*** Records provided

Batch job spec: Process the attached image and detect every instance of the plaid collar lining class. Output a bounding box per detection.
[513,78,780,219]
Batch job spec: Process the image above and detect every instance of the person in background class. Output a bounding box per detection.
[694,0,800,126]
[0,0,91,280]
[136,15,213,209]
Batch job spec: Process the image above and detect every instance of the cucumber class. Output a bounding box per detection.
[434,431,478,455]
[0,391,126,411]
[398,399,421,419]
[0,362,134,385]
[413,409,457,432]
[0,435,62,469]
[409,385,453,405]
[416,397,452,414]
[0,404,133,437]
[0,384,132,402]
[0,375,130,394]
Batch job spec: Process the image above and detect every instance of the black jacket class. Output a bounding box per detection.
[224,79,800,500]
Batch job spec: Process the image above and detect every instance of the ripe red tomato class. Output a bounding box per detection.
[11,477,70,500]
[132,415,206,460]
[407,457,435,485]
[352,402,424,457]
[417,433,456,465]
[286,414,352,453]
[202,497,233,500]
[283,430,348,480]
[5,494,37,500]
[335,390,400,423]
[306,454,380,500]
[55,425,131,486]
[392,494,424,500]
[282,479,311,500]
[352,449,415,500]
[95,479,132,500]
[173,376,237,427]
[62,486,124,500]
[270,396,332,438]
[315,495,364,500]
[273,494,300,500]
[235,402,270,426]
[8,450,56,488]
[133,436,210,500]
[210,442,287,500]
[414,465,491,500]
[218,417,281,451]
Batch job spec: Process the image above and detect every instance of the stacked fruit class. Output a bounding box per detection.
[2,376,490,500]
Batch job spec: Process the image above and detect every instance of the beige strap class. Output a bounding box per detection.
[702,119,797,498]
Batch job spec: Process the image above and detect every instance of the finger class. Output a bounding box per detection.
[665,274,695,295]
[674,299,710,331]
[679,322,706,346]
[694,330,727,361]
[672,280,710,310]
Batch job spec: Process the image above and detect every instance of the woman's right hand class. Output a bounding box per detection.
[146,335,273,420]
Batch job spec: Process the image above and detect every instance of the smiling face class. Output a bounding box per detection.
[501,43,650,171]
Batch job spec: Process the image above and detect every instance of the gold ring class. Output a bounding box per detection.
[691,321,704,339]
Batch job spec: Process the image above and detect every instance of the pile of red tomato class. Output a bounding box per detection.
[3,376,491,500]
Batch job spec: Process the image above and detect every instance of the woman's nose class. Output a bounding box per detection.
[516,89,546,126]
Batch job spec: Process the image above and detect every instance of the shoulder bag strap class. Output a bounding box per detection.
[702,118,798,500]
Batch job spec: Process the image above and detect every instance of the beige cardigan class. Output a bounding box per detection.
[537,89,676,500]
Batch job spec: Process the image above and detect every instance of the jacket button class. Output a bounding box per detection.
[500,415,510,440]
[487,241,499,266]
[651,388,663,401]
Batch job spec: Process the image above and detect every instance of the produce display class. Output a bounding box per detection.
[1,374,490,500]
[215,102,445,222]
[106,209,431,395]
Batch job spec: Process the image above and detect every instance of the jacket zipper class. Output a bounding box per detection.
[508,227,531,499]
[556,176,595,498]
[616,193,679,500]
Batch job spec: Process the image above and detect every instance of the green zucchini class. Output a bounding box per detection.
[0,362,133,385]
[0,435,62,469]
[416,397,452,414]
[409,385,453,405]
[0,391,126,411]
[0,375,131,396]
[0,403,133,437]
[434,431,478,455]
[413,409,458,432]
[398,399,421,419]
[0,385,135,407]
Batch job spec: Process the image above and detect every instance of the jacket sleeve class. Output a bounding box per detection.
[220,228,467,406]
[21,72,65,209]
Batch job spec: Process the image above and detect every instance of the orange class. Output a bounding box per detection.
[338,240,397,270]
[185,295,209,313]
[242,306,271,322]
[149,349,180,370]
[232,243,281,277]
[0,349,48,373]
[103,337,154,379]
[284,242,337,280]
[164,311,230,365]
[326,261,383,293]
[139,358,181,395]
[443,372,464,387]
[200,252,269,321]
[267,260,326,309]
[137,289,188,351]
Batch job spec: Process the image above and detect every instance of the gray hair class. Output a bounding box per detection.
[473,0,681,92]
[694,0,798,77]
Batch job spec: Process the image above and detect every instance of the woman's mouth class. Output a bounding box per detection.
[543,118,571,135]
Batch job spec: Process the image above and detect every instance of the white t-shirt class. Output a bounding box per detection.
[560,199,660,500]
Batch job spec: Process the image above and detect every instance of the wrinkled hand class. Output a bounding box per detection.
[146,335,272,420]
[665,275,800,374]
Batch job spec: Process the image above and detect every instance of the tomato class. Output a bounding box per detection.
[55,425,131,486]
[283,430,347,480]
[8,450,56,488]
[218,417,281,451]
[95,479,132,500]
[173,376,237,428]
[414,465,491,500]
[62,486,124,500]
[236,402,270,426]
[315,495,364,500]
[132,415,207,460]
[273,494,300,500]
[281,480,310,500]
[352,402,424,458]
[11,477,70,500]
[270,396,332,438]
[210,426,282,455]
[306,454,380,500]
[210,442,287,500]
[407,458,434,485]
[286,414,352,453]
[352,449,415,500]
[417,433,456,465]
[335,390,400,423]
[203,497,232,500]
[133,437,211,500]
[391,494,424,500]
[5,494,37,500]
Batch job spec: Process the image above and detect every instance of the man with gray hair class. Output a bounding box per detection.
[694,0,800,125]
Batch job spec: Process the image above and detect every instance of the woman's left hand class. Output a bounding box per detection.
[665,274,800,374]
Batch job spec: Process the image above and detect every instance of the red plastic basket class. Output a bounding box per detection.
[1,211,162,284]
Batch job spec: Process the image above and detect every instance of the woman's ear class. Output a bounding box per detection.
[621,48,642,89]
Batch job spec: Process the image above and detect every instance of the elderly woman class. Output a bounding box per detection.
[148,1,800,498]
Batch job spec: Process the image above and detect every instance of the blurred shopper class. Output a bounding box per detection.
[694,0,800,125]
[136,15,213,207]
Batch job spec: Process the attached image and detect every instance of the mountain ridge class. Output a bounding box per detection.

******

## Aim of the exercise
Exactly as shown, repeat every record.

## Result for this task
Batch job spec: Process the attached image and detect every instance of the plaid collar lining class. Output a bounding box per detection.
[513,78,780,219]
Batch job spec: Process the image above and detect every instance of the person in background class. Output a bounding box per detection.
[694,0,800,126]
[0,0,91,280]
[136,15,213,209]
Batch job spec: Process the image above and detect every instance of the cucumber class. Output a bounding box per detection.
[434,431,478,455]
[0,391,126,411]
[398,399,421,419]
[0,362,134,385]
[413,409,457,432]
[0,435,62,469]
[409,385,453,405]
[416,397,452,414]
[0,404,133,437]
[0,384,132,402]
[0,375,130,394]
Batch job spec: Process the image above and detect every instance of the black jacket class. Output a bounding box per detection.
[224,79,800,500]
Batch job spec: Process the image above and detect every instance of the ripe red tomato class. Output a bounding box per detection.
[11,477,70,500]
[132,415,206,460]
[407,457,435,485]
[352,402,424,457]
[417,433,456,465]
[286,414,352,453]
[202,497,233,500]
[283,430,348,480]
[5,494,37,500]
[335,390,400,423]
[306,454,380,500]
[55,425,131,486]
[392,494,424,500]
[282,479,311,500]
[352,449,415,500]
[95,479,132,500]
[173,376,237,427]
[62,486,124,500]
[270,396,332,438]
[315,495,364,500]
[273,494,300,500]
[235,402,270,426]
[8,450,56,488]
[133,436,210,500]
[210,442,287,500]
[414,465,491,500]
[218,417,281,451]
Batch job spec: Process the image above and detect every instance of the stacked fruit class. Output a bounding box per detection.
[2,376,490,500]
Batch job spec: Process the image above and detect every instance of the beige strap class. Output a bounding box per detection.
[702,119,797,498]
Batch job spec: Process the image above and detect every instance of the finger class. Output a bounding box per detection.
[665,274,695,295]
[674,299,710,331]
[679,322,706,346]
[694,330,727,361]
[672,280,710,310]
Batch job spec: Process the image above and detect every instance of the woman's right hand class. Output a bounding box per detection.
[146,335,273,420]
Batch job spec: Process the image above and detect every instance of the smiling face class. Output a bounding box per detection.
[501,43,650,171]
Batch job spec: Process the image above and detect every instance of the gold ring class. Output a bounding box per detection.
[691,321,704,339]
Batch job spec: Process the image above and detect every instance of the pile of red tomato class. Output a bounding box per detection.
[3,376,491,500]
Batch job spec: Process the image above and detect every instance of the woman's nose class. Output a bounding box per detection.
[516,89,546,126]
Batch job spec: Process the image above and detect every instance of the shoulder bag strap class. Output a bounding box per detection.
[702,118,798,500]
Batch job spec: Process the image above and detect every instance of the beige cardigan class. Output a bounding box per detection.
[537,89,676,500]
Batch job spec: Process the image above and detect every instance of the jacket button class. Output a bounding box per detection.
[500,415,510,440]
[487,241,499,266]
[651,388,663,401]
Batch job spec: Process the image above and detect every instance of the produce display class. Output a bounding box per detection.
[1,374,490,500]
[215,102,445,222]
[106,209,431,395]
Batch job spec: Process the image above and detect every instance of the jacket zipper class. Output a bounding box per detection.
[508,227,531,499]
[556,176,595,498]
[616,193,679,500]
Batch job spec: Process the image above and detect every instance of the green zucchini class. Output a bounding box per detection.
[0,362,133,385]
[0,435,62,469]
[416,397,452,414]
[409,385,453,405]
[0,391,126,411]
[0,375,131,396]
[0,403,133,437]
[434,431,478,455]
[413,409,458,432]
[398,399,421,419]
[0,385,135,407]
Batch job spec: Process the image above and detect every instance of the jacket sleeve class. Output a bounding box per detection.
[220,228,467,406]
[21,72,65,209]
Batch job spec: Process the image above and detect every instance of the orange class. Output a bounding box per detection.
[338,240,397,270]
[185,295,209,313]
[242,306,271,322]
[149,349,180,370]
[232,243,281,277]
[0,349,48,373]
[103,337,154,379]
[284,242,337,280]
[164,311,230,365]
[326,261,383,293]
[139,358,181,395]
[443,372,464,387]
[200,252,269,321]
[267,260,326,309]
[137,289,188,351]
Batch job spec: Process the image above and detect every instance of the gray hair class. Output a bounding box per detection.
[473,0,681,92]
[694,0,798,77]
Batch job spec: Process the image above and detect every instance of the woman's mouth class. Output a bounding box per detection.
[543,118,571,135]
Batch job spec: Process the image above and detect every instance of the white t-shirt class. Output a bounding box per detection.
[560,199,660,500]
Batch job spec: Process the image above and detect every instance of the wrinkled hand class. Output a bounding box per detection.
[146,335,272,420]
[665,275,800,374]
Batch job spec: Process the image above and detect every instance of the tomato class. Output a bounding box per detection.
[55,425,131,486]
[283,430,347,480]
[8,450,56,488]
[218,417,281,451]
[95,479,132,500]
[173,376,237,428]
[414,465,491,500]
[62,486,124,500]
[236,402,270,426]
[315,495,364,500]
[132,415,207,460]
[273,494,300,500]
[281,480,310,500]
[352,402,424,458]
[11,477,70,500]
[270,396,332,438]
[210,426,282,455]
[306,454,380,500]
[210,442,287,500]
[407,458,434,485]
[286,414,352,453]
[352,449,415,500]
[417,433,456,465]
[335,390,400,423]
[203,497,232,500]
[133,437,211,500]
[391,494,424,500]
[5,494,37,500]
Batch job spec: Process the image above and detect every instance of the man with gray hair class. Output a bounding box per detection.
[694,0,800,125]
Batch job spec: Process the image above and detect every instance of the woman's left hand class. Output a bounding box per detection.
[665,274,800,374]
Batch job spec: Process the image above and detect every instance of the red plastic basket class. Output a bounding box per detection.
[1,211,162,284]
Batch job spec: Process the image above and detect every instance of the woman's ear class. Output a bounding box per detection.
[621,48,642,89]
Batch job spec: Process the image above and detect every instance of the elderly woman class. Output a bounding box per detection.
[148,1,800,498]
Batch job spec: Process the image above and detect every instance of the blurred shopper class. Output a bounding box per detection.
[694,0,800,125]
[136,15,213,207]
Batch job spec: Process the attached image and detect every instance of the mountain ridge class. Output a bounding box per detection.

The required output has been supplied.